ASSIGNMENT: The answer must consist of every record below, transcribed exactly.

(Stored items)
========

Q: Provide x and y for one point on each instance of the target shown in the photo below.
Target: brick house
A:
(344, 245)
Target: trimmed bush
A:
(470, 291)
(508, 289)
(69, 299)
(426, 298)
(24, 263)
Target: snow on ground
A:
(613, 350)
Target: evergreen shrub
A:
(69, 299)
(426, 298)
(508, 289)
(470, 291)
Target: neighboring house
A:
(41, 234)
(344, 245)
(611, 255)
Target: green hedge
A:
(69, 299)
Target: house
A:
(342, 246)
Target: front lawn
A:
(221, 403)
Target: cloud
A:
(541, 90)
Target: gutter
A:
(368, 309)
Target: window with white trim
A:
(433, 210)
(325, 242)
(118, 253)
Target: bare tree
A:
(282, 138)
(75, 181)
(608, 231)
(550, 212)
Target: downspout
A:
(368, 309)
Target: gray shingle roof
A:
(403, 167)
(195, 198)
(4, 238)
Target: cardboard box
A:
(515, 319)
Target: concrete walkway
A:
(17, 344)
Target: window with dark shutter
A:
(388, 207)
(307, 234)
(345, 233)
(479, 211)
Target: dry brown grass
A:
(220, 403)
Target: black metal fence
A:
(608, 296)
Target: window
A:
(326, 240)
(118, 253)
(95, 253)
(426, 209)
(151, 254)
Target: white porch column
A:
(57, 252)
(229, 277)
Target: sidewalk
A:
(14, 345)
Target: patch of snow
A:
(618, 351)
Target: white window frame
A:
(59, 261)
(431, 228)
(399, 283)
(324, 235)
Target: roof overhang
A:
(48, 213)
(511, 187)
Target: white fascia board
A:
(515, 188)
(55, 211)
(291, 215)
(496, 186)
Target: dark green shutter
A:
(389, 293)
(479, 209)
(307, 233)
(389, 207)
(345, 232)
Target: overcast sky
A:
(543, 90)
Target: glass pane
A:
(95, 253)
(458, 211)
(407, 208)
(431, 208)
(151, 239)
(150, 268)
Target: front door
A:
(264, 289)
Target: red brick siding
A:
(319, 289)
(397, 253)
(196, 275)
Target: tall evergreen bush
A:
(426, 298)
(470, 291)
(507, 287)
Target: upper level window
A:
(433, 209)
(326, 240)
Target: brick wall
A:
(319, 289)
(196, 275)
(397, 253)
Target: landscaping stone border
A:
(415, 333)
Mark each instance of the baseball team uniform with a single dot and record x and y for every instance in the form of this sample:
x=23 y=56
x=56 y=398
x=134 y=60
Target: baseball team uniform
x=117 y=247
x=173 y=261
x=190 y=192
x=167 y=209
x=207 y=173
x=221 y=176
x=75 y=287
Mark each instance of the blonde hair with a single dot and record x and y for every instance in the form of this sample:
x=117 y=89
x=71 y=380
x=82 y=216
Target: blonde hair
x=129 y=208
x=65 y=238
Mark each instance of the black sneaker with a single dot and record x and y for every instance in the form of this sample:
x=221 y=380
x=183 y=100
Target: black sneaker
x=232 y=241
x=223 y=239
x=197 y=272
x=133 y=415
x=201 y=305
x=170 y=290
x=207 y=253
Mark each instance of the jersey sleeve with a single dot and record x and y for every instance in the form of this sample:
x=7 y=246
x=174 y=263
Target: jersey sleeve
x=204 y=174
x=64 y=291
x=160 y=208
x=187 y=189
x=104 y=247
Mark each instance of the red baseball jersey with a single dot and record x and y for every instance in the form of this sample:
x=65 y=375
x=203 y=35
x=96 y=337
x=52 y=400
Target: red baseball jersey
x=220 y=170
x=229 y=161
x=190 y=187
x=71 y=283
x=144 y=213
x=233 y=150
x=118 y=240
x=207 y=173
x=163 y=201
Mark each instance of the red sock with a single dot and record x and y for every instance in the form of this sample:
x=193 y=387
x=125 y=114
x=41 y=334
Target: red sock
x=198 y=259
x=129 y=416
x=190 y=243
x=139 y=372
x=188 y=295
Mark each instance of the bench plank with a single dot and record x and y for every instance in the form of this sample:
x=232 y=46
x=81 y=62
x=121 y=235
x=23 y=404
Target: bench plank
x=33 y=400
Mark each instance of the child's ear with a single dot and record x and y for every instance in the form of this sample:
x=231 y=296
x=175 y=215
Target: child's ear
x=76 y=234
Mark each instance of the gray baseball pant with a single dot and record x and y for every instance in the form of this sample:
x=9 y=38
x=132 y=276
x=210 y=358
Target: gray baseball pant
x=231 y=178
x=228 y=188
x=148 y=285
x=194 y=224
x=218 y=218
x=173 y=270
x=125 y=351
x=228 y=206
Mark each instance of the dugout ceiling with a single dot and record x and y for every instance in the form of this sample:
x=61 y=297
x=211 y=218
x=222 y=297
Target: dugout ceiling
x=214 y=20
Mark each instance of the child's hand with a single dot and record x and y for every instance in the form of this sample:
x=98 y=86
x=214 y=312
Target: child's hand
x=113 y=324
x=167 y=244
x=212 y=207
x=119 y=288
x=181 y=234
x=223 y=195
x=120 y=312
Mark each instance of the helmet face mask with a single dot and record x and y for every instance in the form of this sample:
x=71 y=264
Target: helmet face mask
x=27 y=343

========

SOLUTION TO THE PROBLEM:
Q: Provide x and y for one point on each instance of the target shown in the photo below.
Target: brick house
A:
(344, 245)
Target: trimmed bush
A:
(470, 291)
(508, 289)
(69, 299)
(426, 298)
(24, 263)
Target: snow on ground
A:
(613, 350)
Target: evergreen shrub
A:
(69, 299)
(426, 298)
(508, 289)
(470, 291)
Target: neighboring house
A:
(41, 234)
(344, 245)
(611, 255)
Target: green hedge
A:
(69, 299)
Target: house
A:
(342, 246)
Target: front lawn
A:
(221, 403)
Target: cloud
A:
(541, 90)
Target: gutter
A:
(368, 309)
Target: window with white trim
A:
(433, 210)
(325, 242)
(118, 253)
Target: bare tree
A:
(282, 138)
(75, 181)
(608, 231)
(550, 212)
Target: downspout
A:
(368, 309)
Target: gray shingle roof
A:
(403, 167)
(195, 198)
(4, 238)
Target: cardboard box
A:
(515, 319)
Target: concrete walkway
A:
(17, 344)
Target: window with dark shutter
A:
(388, 207)
(307, 234)
(345, 233)
(479, 211)
Target: dry brown grass
A:
(220, 403)
Target: black metal fence
A:
(608, 296)
Target: window
A:
(326, 240)
(118, 253)
(95, 253)
(426, 209)
(151, 254)
Target: white porch column
A:
(57, 252)
(229, 277)
Target: sidewalk
A:
(14, 345)
Target: patch of snow
A:
(618, 351)
Target: white window frame
A:
(59, 261)
(431, 228)
(399, 283)
(324, 235)
Target: roof overhang
A:
(48, 213)
(511, 187)
Target: white fascia board
A:
(515, 188)
(55, 211)
(291, 215)
(496, 186)
Target: dark green shutter
A:
(389, 293)
(479, 209)
(307, 233)
(389, 207)
(345, 232)
Target: overcast sky
A:
(543, 90)
Target: glass pane
A:
(95, 253)
(458, 211)
(407, 208)
(431, 208)
(151, 239)
(150, 268)
Target: front door
A:
(264, 289)
Target: red brick siding
A:
(319, 289)
(397, 253)
(196, 275)
Target: tall evergreen bush
A:
(426, 298)
(470, 291)
(507, 287)
Target: upper level window
A:
(433, 209)
(326, 240)
Target: brick wall
A:
(319, 289)
(196, 275)
(397, 253)
Target: landscaping stone border
A:
(415, 333)
Mark each instance of the baseball team uniform with a single dot and record x and y for every instance in the form of this sample:
x=23 y=56
x=56 y=398
x=134 y=60
Target: baseball team uniform
x=117 y=247
x=173 y=261
x=190 y=192
x=167 y=209
x=207 y=173
x=221 y=176
x=75 y=287
Mark each instance of the blonde hair with a single dot and record x and y for every instance in the form of this sample:
x=117 y=89
x=71 y=380
x=82 y=216
Target: blonde hair
x=129 y=208
x=65 y=238
Mark each instance of the black sneaker with a single dot and record x and y for every instance in the form of this sample:
x=221 y=380
x=183 y=100
Target: black sneaker
x=232 y=241
x=223 y=239
x=197 y=272
x=133 y=415
x=201 y=305
x=170 y=290
x=207 y=253
Mark each instance of the jersey sleeve with a single dot and record x and y for every instance in the form of this sample:
x=7 y=246
x=174 y=263
Target: jersey sleeve
x=204 y=174
x=64 y=291
x=160 y=208
x=187 y=189
x=104 y=247
Mark each instance of the red baseball jersey with a single dot and record x and y for every instance in the form of this sample:
x=65 y=375
x=203 y=35
x=96 y=337
x=52 y=400
Target: red baseball jersey
x=220 y=170
x=229 y=161
x=190 y=187
x=71 y=283
x=144 y=213
x=233 y=150
x=118 y=240
x=207 y=173
x=163 y=201
Mark each instance of the red sock with a single dot and record x and y for every instance in the form of this sample:
x=193 y=387
x=125 y=114
x=41 y=334
Target: red sock
x=198 y=259
x=129 y=416
x=190 y=243
x=139 y=372
x=188 y=295
Mark each instance of the bench plank with a single dot and record x and y for every instance in the form of this sample:
x=232 y=46
x=81 y=62
x=121 y=235
x=23 y=404
Target: bench plank
x=33 y=400
Mark each instance of the child's ear with a single dot and record x and y for every instance in the form of this sample:
x=231 y=296
x=175 y=215
Target: child's ear
x=76 y=234
Mark each instance of the gray baseball pant with a single dot and record x and y for every instance in the form of this sample:
x=9 y=38
x=132 y=276
x=210 y=358
Target: gray baseball pant
x=231 y=178
x=228 y=188
x=148 y=285
x=194 y=224
x=218 y=218
x=173 y=270
x=125 y=351
x=228 y=206
Mark each instance of the dugout ceiling with a single dot and record x and y for every instance in the form of this sample:
x=61 y=297
x=211 y=218
x=222 y=297
Target: dugout ceiling
x=214 y=20
Mark each instance of the child's hand with a single dot and record x and y for every instance in the form of this sample:
x=98 y=86
x=214 y=312
Target: child's hand
x=113 y=324
x=167 y=244
x=212 y=207
x=119 y=288
x=181 y=234
x=223 y=195
x=120 y=312
Mark each instance of the helmet face mask with a single dot and record x and y for every instance in the form of this sample:
x=71 y=264
Target: helmet face mask
x=27 y=343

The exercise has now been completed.